___ SELECTED EXCERPT ___

F) Distributions to shareholders Income dividends are recorded daily by the fund and are paid monthly. Distributions from capital gains, if any, are recorded on the ex-dividend date and paid at least annually. The amount and character of income and gains to be distributed are determined in accordance with income tax regulations, which may differ from generally accepted accounting principles. Dividend sources are estimated at the time of declaration. Actual results may vary. Any non-taxable return of capital cannot be determined until final tax calculations are completed after the end of the fund’s fiscal year. Reclassifications are made to the fund’s capital accounts to reflect income and gains available for distribution (or available capital loss carryovers) under income tax regulations.
Note 2: Management fee, administrative services and other transactions
Putnam Management is paid for management and investment advisory services quarterly based on the average net assets of the fund. Such fee is based on the lesser of a (i) an annual rate of 0.50% of the average net assets of the fund or (ii) the following annual rates expressed as a percentage of the fund’s average net assets: 0.60% of the first $500 million, 0.50% of the next $500 million, 0.45% of the next $500 million, 0.40% of the next $5 billion, 0.375% of the next $5 billion, 0.355% of the next $5 billion, 0.34% of the next $5 billion and 0.33% thereafter.

___ DATASET ___

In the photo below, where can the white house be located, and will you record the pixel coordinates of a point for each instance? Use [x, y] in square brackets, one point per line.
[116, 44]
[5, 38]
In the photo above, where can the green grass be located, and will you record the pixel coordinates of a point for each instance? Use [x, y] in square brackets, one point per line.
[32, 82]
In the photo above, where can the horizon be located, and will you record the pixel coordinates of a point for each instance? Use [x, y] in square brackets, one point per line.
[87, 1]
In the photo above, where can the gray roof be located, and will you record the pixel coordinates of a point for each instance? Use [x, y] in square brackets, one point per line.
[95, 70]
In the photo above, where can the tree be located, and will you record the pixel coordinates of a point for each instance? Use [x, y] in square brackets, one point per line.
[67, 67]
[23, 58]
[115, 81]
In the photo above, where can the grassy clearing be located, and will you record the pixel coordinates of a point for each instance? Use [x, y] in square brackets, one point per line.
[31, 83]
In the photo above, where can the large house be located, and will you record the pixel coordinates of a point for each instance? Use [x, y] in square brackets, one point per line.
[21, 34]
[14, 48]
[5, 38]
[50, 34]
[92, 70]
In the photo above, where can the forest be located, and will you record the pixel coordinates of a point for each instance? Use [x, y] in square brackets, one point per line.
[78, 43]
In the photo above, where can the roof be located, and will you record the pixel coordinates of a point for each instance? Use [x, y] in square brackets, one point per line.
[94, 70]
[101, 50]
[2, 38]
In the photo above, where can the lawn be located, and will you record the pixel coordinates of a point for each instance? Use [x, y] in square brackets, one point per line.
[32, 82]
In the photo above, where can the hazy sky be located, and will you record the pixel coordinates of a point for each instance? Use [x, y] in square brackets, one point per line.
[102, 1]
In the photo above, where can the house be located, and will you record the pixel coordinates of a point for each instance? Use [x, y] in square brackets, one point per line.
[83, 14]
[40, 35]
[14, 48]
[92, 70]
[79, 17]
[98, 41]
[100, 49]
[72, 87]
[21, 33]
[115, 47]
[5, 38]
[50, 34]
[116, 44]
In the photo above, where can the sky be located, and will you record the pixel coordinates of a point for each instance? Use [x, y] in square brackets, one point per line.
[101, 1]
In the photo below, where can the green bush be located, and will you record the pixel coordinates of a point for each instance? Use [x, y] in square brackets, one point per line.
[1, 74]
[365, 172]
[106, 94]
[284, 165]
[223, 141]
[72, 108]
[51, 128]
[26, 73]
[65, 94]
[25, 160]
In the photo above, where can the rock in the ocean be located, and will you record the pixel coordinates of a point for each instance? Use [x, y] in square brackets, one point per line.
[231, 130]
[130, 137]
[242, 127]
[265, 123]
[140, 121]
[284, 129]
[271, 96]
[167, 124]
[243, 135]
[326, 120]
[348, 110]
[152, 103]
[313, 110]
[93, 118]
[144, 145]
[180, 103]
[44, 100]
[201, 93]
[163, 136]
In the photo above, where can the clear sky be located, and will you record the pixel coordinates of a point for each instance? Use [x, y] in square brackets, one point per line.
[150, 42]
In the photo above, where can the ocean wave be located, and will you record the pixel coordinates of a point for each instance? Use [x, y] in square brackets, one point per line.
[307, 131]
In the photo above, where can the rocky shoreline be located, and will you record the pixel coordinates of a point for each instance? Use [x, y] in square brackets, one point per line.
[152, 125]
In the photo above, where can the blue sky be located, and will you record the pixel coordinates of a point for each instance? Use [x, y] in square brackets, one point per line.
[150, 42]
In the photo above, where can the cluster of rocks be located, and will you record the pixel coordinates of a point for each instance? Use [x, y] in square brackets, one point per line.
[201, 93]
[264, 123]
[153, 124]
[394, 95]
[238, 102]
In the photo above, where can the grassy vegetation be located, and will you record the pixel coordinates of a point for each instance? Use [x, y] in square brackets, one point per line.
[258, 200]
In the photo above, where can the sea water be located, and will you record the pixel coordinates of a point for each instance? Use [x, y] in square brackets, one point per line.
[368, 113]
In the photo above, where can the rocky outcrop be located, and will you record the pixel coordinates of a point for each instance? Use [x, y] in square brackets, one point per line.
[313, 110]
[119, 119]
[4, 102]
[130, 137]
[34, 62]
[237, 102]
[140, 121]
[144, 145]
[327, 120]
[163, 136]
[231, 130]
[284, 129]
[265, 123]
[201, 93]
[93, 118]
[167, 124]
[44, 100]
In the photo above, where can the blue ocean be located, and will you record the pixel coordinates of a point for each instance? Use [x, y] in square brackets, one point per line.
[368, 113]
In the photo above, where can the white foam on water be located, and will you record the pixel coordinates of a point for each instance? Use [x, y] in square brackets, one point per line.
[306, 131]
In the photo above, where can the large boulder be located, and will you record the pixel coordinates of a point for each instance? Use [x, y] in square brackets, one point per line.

___

§ REQUIRED TASK 1: In the fund notes, reproduce the passage starting at "F) Distributions to" and ending at "income tax regulations.".
§ REQUIRED TASK 2: According to the fund notes, how often are income dividends paid?

§ FULL SOLUTION 1:
F) Distributions to shareholders Income dividends are recorded daily by the fund and are paid monthly. Distributions from capital gains, if any, are recorded on the ex-dividend date and paid at least annually. The amount and character of income and gains to be distributed are determined in accordance with income tax regulations, which may differ from generally accepted accounting principles. Dividend sources are estimated at the time of declaration. Actual results may vary. Any non-taxable return of capital cannot be determined until final tax calculations are completed after the end of the fund’s fiscal year. Reclassifications are made to the fund’s capital accounts to reflect income and gains available for distribution (or available capital loss carryovers) under income tax regulations.

§ FULL SOLUTION 2: Monthly.